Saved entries
--- START ---
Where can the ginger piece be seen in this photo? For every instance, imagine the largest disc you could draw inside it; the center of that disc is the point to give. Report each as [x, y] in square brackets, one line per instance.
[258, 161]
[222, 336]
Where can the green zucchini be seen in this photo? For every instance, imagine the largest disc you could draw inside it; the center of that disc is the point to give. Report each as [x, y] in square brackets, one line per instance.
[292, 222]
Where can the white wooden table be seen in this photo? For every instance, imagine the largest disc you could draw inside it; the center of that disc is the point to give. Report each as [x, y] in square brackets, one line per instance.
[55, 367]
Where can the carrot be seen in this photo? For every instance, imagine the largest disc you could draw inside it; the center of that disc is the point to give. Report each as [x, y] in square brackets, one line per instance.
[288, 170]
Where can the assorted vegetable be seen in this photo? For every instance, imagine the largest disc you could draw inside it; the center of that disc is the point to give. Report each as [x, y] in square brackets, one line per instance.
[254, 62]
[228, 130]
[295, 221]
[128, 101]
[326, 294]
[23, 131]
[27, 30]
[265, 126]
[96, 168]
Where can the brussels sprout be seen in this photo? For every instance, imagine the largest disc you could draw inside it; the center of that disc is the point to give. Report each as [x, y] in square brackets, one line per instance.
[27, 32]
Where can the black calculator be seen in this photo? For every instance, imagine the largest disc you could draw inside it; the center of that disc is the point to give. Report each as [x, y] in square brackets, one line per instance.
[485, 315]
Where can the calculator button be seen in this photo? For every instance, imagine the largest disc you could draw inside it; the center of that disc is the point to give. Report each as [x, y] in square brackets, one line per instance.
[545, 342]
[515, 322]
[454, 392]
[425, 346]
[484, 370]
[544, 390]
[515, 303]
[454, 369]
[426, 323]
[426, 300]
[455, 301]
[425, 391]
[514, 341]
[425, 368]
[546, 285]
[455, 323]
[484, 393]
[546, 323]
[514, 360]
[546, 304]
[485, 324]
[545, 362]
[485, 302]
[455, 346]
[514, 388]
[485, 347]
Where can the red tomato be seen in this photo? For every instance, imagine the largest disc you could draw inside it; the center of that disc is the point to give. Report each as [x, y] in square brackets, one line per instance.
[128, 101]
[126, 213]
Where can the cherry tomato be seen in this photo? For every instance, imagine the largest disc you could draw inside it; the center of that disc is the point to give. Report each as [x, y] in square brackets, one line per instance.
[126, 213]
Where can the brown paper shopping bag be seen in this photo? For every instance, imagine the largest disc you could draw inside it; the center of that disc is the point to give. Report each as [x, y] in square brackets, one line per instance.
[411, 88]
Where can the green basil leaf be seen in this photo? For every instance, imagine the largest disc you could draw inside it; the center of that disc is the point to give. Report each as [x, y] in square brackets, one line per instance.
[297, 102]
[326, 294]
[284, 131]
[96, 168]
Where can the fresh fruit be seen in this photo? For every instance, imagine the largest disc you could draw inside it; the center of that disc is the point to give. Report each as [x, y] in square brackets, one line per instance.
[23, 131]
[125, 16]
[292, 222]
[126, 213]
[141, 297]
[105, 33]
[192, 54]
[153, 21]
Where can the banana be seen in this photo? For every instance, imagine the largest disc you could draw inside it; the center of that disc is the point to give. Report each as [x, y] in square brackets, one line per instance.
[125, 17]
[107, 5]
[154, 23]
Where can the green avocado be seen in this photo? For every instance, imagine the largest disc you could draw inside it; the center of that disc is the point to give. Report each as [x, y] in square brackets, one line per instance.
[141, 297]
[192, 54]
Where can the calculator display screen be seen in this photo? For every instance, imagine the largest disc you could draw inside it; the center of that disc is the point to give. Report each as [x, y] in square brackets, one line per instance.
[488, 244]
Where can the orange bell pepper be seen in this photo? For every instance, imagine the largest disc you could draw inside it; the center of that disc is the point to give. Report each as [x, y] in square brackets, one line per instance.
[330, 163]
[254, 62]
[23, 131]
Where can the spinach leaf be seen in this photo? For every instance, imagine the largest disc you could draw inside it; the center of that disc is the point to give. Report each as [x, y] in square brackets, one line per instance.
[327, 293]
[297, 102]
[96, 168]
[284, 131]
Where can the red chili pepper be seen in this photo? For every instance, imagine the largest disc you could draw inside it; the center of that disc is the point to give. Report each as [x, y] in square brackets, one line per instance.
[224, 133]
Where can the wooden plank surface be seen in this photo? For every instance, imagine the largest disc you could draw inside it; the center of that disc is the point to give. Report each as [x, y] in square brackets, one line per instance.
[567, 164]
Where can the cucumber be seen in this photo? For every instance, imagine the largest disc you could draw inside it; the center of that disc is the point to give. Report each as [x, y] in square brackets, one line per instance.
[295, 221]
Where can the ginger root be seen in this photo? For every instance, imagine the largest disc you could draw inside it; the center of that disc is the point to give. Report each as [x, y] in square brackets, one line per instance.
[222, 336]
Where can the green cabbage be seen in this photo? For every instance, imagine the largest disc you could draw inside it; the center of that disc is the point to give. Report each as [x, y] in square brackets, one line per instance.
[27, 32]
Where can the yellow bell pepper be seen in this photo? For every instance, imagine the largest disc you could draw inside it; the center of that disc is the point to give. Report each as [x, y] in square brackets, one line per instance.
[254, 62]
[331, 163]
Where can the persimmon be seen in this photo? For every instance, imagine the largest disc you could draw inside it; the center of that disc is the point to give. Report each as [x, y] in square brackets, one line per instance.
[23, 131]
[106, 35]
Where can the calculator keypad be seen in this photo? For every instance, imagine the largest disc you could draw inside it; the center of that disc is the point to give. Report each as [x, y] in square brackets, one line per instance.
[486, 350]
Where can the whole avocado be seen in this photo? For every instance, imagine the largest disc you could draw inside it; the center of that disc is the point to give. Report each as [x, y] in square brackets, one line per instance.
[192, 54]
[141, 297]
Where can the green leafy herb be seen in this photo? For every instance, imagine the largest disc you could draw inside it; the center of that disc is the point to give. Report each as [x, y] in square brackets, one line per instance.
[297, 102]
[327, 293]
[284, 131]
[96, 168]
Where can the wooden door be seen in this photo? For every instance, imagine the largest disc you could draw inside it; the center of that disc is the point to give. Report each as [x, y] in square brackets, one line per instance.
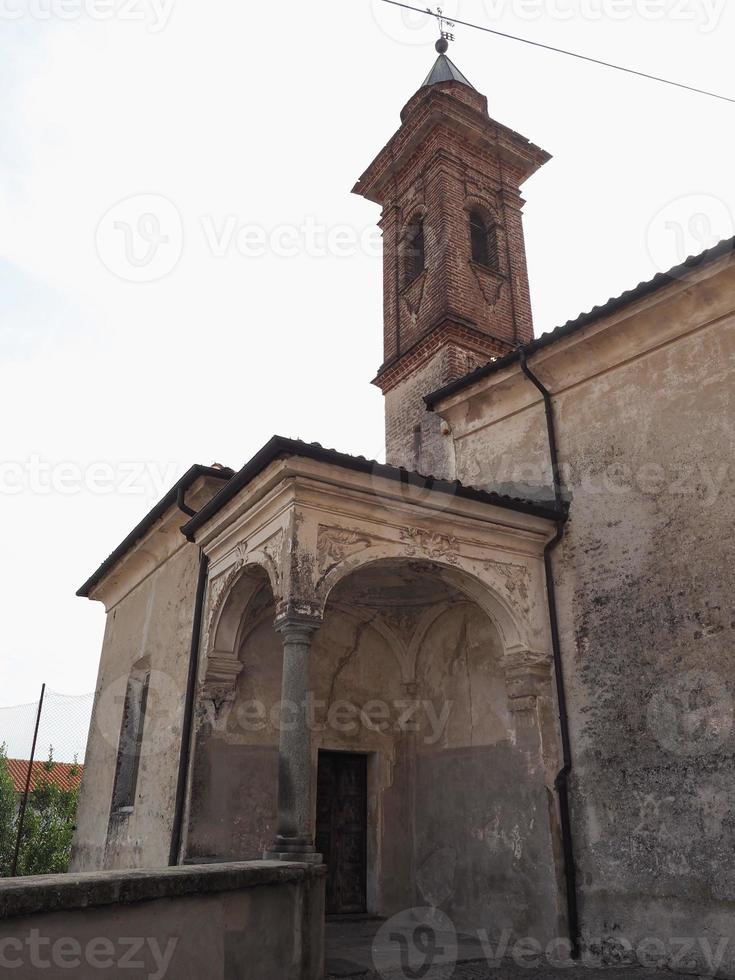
[341, 829]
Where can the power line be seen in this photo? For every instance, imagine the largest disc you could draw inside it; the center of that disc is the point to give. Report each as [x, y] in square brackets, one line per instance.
[569, 54]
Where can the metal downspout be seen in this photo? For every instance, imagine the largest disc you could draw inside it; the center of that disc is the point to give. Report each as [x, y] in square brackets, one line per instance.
[561, 783]
[187, 722]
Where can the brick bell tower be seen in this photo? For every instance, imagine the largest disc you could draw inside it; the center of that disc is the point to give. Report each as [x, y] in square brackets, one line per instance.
[455, 279]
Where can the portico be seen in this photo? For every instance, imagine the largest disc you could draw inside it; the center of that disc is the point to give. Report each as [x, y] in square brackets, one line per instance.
[357, 609]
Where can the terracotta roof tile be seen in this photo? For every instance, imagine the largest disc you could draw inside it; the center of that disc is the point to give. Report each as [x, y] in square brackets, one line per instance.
[66, 775]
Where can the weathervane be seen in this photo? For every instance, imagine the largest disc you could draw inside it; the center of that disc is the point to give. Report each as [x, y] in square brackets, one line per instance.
[442, 45]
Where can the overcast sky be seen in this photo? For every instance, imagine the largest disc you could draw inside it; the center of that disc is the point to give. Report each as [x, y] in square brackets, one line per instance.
[207, 134]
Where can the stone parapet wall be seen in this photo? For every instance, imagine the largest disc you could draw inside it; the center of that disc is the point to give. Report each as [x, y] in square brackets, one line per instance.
[260, 919]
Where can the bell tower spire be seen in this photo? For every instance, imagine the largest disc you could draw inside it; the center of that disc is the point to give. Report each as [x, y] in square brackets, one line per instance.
--- END ---
= WHAT THIS TASK INVOLVES =
Your reply should be the full data above, copied exactly, with no pictures in it.

= SOLUTION =
Where can the ginger piece be seen in this photo? For every instance, imagine the largest disc you could draw inside it; the center of that disc is the point to give. Report each as [x, y] in square brackets, one line per instance.
[258, 161]
[222, 336]
Where can the green zucchini be seen in this photo? For every instance, imagine the largest disc you could draw inside it; the center of that disc is the point to give. Report each as [x, y] in square brackets, one line per instance.
[292, 222]
Where can the white wooden table be seen in this photo? For every instance, imagine the largest disc you could draw inside it; the center of that disc is the point to give. Report each as [x, y] in square brackets, one line per instance.
[55, 367]
Where can the carrot be seen in this photo? For every instance, imagine the largest disc you could draw inside it; the center of that disc is the point to give. Report each as [x, y] in square brackets, one line per instance.
[288, 170]
Where can the assorted vegetable be seen in this photo? For every instance, imagine the largest disc you could draw inside it; the center of that disc is the point to give. Report each as [x, y] in square brackets, one line per instance.
[254, 62]
[228, 130]
[295, 221]
[128, 101]
[326, 294]
[23, 131]
[27, 30]
[265, 126]
[96, 168]
Where can the brussels sprout be seen in this photo? For every instance, imagine the largest disc you could draw inside it; the center of that disc is the point to give. Report each as [x, y] in square brackets, one line per instance.
[27, 32]
Where can the black calculator be seen in this photo? For every instance, imagine the largest disc you could draw inside it; the center of that disc is the point to give. Report each as [x, y] in square brackets, one line per instance.
[485, 315]
Where can the calculator button be seen in this photo? For every instance, imagine the largest disc you could draw inside it; the center of that disc is the point to give. Report each as [x, y] in square brackets, one line per instance.
[545, 342]
[515, 322]
[454, 392]
[425, 346]
[484, 370]
[544, 390]
[515, 303]
[454, 369]
[426, 323]
[426, 300]
[455, 301]
[425, 391]
[514, 341]
[425, 368]
[546, 285]
[455, 323]
[484, 393]
[546, 323]
[514, 360]
[546, 304]
[485, 324]
[545, 362]
[485, 302]
[455, 346]
[514, 388]
[485, 347]
Where can the red tomato be seen in this photo? For every instance, imagine the largest disc you could draw inside it; the center of that disc is the point to give. Report each as [x, y] in square brackets, one line per instance.
[128, 101]
[126, 213]
Where can the cherry tomato be seen in this photo? For every instance, imagine the largest disc you could draw inside it; the center of that disc is the point to give. Report each as [x, y] in square brackets, one line per instance.
[126, 213]
Where can the brown paper shopping bag be seen in this photo? For every instance, imagine the largest disc you could draw inside it; the center of that disc is the point to give. Report each as [x, y] in square brackets, one line per instance.
[411, 88]
Where can the green basil leaf be seen in this photo? For every instance, imagine the largest disc you could draw inside it; the center of that disc is the point to give. Report each as [x, y] in square brackets, one line per instance.
[297, 102]
[326, 294]
[284, 131]
[96, 168]
Where can the fresh fruit be seen in this photo? For every instance, imagine the largest disc you could draw inside it; the center of that disc is the point to give. Report each as [x, y] in square brackets, one line per instance.
[23, 131]
[125, 16]
[292, 222]
[126, 213]
[141, 297]
[105, 33]
[192, 54]
[153, 21]
Where can the banana be seen in this photo? For every instance, imagine the largest disc you could draw inside it; the center of that disc is the point to give. Report each as [x, y] in square brackets, one line per instance.
[125, 17]
[107, 5]
[154, 23]
Where can the green avocado be seen in this photo? For every instance, imagine the largest disc you could draw inside it; the center of that disc is the point to give. Report each as [x, y] in square brackets, one line per instance.
[141, 297]
[192, 54]
Where can the calculator display screen be seen in this photo? For every instance, imagine the largest disc you could draw inside it; the center of that disc is the point to give. Report each as [x, y] in square brackets, one line per instance.
[488, 244]
Where can the orange bell pepper be seen in this photo? For every instance, imagine the largest disc you could draw inside it; the center of that disc is the point to give. Report each as [x, y] in square brackets, one line per instance.
[330, 163]
[254, 62]
[23, 131]
Where can the spinach leaf be seen in this photo? For every instance, imagine the largest disc you could draw inside it; the center of that disc is the point to give. Report each as [x, y] in square brackets, one line per instance.
[327, 293]
[297, 102]
[96, 168]
[284, 131]
Where can the red chili pepper be seen in this photo? For every instance, imagine the largest disc you could draw inside it; the center of that disc is the point to give. Report each as [x, y] in square brackets, one line per instance.
[224, 133]
Where can the wooden plank surface be seen in this photo? For every instance, imagine the largest disc you could draw inside it; the center of that disc is the point to give. Report each as [x, y] in square brackets, one line per instance.
[567, 164]
Where can the cucumber be seen in this photo? For every instance, imagine the largest disc you could draw inside it; the center of that disc is the point to give. Report each as [x, y] in square brackets, one line per instance.
[295, 221]
Where can the ginger root be seen in this photo? For every instance, imagine the largest disc you could draw inside it; the center of that disc is the point to give. Report each as [x, y] in square brackets, one line per instance.
[222, 336]
Where can the green cabbage be seen in this photo? For every instance, imagine the largest disc you could draw inside it; the center of that disc is the point to give. Report each as [x, y] in square brackets, one line per instance.
[27, 32]
Where can the yellow bell pepper be seen in this photo? For every instance, imagine the largest disc you could draw inside it; the center of that disc is the point to give. Report each as [x, y] in square brackets, one line per instance.
[254, 62]
[331, 163]
Where can the persimmon be seen in this photo? For every instance, imagine the largest disc you could draw inside it; the center of that disc is the point to give. Report each as [x, y] in square brackets, one line per instance.
[23, 131]
[106, 35]
Where can the calculator keypad be seen in this photo? For every instance, imagine the largest disc you could draw inside it; the center of that disc is the point to give. Report each as [x, y] in square brackets, one line per instance.
[486, 350]
Where can the whole avocado be seen in this photo? For every instance, imagine the largest disc you could draw inside it; the center of that disc is the point to give. Report each as [x, y] in square brackets, one line per instance.
[192, 54]
[141, 297]
Where can the green leafy herb be seen in this photo? For every instance, imagine the largest disc you could draw inside it; the center of that disc is the point to give. Report each as [x, y] in square brackets, one line per instance.
[297, 102]
[327, 293]
[284, 131]
[96, 168]
Where can the wooden door be seen in this photo? For every instance, imagine the largest disc you could draw inside it; the center of that disc is the point to give. Report each as [x, y] in square brackets, one line per instance.
[341, 829]
Where can the power line be seen in this photo? For every instance, imagine the largest disc you could draw inside it; the center of that disc is the point to give. Report each as [x, y] in square brackets, one line per instance.
[569, 54]
Where can the metal downspout be seen in this photo? For every instance, imagine the largest disc you could draw inside it; the center of that disc is the point to give. Report each as [x, y] in square brackets, one line per instance.
[561, 783]
[187, 722]
Where can the brick bell tower be seen in this photo? For every instance, imagine the largest disc you could draw inside it; the center of that disc is the point to give. Report each as [x, y] in square brackets, one line per instance.
[455, 279]
Where can the portico be seen in this photo? For every instance, imagine the largest disc you could draw inside it; the center of that disc is the point to give. Report each as [x, y] in square brackets, one line per instance.
[357, 609]
Where can the terracotta roof tile be seen in this photo? For every instance, imagine the largest disc you could draw inside it; the center of that disc is the point to give. Report each as [x, y] in square brackets, one line per instance.
[66, 775]
Where can the weathervane be seen in this photo? For every instance, imagine the largest disc you could draw inside it; the center of that disc is the point to give. Report each as [x, y] in square brackets, one line per instance.
[442, 45]
Where can the overcast sky be seen in this photo? For every instance, imagine the largest disc you could draw inside it; the center of that disc is the point to give. Report each as [x, y] in square brackets, one line per instance.
[207, 134]
Where can the stone parapet wall be seen in this photo? For every instance, imagine the largest disc you could draw inside it; the center of that disc is the point to give. Report each as [x, y] in square brackets, one line per instance.
[260, 919]
Where can the bell tower spire be seen in this photo? For every instance, imagine the largest disc you could draw inside it; the center of that disc is the point to give. Report each as [x, y] in square brackets, one line per instance.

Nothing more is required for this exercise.